**TEXT EXCERPT**
════════

Lots of culture predates humanity, but humanity is such a gradient (thanks to evolution). It’s like we need a different word, broader than humanity, to describe our entire genetic history, all the way back to abiogenesis.
Then, instead of our identity being so homo-sapiens-centric, all about this bipedal smarty-pants, we could additionally identify as having been fish, and small scurrying mammals, and single celled organisms, and anything else our ancestors have “been” along our path. Anyone know of such a word?
In general I think there is a lot of scientific insight to be gained from gettting more comfortable with gradients, instead of insisting on distinct categories. I remember a conversation with a biologists who was complaining that with European bird subspecies the categories are more like a representation of national boundaries and their institutions, masking a gradient of change that happens across the continent.
Same with languages, especially before nation states were a thing.
I'm excited by any research that brings our understanding of animals closer to that of humans. Switching from human-centric (if it doesn't match how humans do it, must not exist) to species-first analysis over the past few decades is getting us closer.

════════

**DATA RECORDS**
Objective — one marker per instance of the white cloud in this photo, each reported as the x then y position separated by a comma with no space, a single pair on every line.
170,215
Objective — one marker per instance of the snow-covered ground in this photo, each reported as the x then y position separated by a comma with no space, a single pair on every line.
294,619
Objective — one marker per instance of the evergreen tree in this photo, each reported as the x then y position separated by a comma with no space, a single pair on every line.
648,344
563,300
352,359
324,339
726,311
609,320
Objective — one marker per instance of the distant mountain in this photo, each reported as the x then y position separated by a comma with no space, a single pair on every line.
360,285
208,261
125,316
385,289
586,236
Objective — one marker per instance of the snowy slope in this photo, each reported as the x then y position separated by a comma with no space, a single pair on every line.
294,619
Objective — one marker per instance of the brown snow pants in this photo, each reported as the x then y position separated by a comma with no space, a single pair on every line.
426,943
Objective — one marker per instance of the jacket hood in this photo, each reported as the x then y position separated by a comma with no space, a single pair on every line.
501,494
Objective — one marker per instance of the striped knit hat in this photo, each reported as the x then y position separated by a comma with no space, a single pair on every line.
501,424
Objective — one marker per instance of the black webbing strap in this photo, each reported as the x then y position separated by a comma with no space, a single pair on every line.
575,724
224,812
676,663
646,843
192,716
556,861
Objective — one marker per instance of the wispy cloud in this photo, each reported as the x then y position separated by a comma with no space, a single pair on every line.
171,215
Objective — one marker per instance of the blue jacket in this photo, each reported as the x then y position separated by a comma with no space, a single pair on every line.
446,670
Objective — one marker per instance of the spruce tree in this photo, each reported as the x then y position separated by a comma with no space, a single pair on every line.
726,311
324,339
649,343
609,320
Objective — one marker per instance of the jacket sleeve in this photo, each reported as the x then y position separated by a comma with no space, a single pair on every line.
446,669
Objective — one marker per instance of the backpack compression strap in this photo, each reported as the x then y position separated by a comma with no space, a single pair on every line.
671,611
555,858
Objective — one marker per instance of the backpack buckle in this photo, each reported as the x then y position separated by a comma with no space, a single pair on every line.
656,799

════════

**PROBLEM SET**
1) In the comments on gradients, what did the biologist say the European bird subspecies categories are more like?
2) Please reproduce the comments on gradients word for word, starting at "Then, instead of" and ending at "were a thing.".
3) Carry on the comments on gradients from their final sentence.

**OUTPUTS BY TASK**
1) A representation of national boundaries and their institutions, masking a gradient of change that happens across the continent.

2)
Then, instead of our identity being so homo-sapiens-centric, all about this bipedal smarty-pants, we could additionally identify as having been fish, and small scurrying mammals, and single celled organisms, and anything else our ancestors have “been” along our path. Anyone know of such a word?
In general I think there is a lot of scientific insight to be gained from gettting more comfortable with gradients, instead of insisting on distinct categories. I remember a conversation with a biologists who was complaining that with European bird subspecies the categories are more like a representation of national boundaries and their institutions, masking a gradient of change that happens across the continent.
Same with languages, especially before nation states were a thing.

3)
Decoding the basics of an existing animal language is an inflection point I hope we hit soon, which should lead to regular discoveries. We almost always assume each individual exists in a vacuum; so much can be gained once a few verbal cues click.
> Department of Anthropology, University of Zürich, Winterthurerstrasse 190, 8057 Zürich, Switzerland
I guess it's an unusal conclusion to draw from the paper, but I certainly have learned something new, which is that there is a second university in Zürich next to the ETH. And it even seems to have more students than ETH, the largest in Switzerland in fact: https://en.wikipedia.org/wiki/University_of_Zurich
Do we confidently know that a squirrel isn't an actor of grandiose squirrel shenanigans but is actually just scraping around for food? Can we really quantify the number of our own cultural traits in an unbiased way? Would an alien observatory see us all just staring at blinking light screens, or would it know some people are playing Wii tennis while others are committing crimes?
This sentence is probably a good summary:
"Detecting animal culture irrespective of geographic variation is challenging and may not always be possible. "
Maybe not "grandiose", but squirrels are known to lie. They'll often pretend to be burying nuts in order to reduce the chance of surreptitious squirrel spies stealing the nuts they actually bury.
Ah you made this click for me. I had always failed to understand why squirrels would do this. Faking hiding a nut doesn’t feel like a productive use of energy even if other squirrels are watching. But if it is mutually understood that all squirrels are going to pretend to bury nuts n% of the time, it becomes less valuable for other squirrels to spy on you to begin with!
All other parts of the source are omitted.